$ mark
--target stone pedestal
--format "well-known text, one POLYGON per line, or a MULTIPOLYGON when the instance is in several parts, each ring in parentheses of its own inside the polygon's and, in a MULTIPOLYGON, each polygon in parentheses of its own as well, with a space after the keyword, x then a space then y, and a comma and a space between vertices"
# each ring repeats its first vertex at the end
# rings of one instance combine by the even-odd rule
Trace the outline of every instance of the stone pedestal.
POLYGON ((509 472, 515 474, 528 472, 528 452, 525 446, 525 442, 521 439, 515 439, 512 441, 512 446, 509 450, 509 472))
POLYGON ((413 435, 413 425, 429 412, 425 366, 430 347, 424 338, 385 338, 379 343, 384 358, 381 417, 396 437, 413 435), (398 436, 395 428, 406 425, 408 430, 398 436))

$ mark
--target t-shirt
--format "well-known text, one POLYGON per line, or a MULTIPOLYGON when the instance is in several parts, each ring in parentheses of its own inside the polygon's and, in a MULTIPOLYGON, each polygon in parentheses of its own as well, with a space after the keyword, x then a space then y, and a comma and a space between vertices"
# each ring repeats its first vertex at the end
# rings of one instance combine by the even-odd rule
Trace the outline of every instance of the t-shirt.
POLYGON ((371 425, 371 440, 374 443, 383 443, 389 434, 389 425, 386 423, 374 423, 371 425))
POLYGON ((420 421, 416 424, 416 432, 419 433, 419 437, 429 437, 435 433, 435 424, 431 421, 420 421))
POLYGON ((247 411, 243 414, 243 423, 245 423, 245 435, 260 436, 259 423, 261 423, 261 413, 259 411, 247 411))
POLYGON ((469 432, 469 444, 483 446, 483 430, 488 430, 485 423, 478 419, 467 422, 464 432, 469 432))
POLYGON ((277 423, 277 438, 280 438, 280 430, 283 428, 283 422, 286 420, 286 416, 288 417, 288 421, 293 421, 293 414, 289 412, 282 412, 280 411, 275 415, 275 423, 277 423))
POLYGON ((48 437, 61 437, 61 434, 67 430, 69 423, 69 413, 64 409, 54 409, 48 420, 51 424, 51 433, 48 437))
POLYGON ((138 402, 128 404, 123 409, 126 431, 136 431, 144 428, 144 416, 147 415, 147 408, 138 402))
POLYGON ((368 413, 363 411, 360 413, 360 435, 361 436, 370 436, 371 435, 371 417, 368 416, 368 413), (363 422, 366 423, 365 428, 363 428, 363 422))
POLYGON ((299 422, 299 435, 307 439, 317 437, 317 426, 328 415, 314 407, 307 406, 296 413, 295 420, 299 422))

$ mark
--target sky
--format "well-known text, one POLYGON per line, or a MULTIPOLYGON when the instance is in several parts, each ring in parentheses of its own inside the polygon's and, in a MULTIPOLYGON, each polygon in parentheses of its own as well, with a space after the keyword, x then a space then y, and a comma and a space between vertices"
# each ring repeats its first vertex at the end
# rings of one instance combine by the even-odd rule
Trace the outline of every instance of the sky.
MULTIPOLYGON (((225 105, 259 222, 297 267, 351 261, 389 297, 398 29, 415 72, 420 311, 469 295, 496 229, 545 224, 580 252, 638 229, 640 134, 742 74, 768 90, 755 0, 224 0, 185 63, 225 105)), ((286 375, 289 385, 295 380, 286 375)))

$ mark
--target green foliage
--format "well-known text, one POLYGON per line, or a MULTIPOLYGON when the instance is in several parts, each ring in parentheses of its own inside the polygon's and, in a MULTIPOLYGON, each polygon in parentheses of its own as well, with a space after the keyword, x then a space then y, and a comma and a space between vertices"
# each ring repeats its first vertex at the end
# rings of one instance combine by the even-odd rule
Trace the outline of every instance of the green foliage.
* * *
• **What to produce**
Looking at the data above, show all lines where the word "foliage" occurs.

• **Result**
--target green foliage
Trace the outline of every instance of the green foliage.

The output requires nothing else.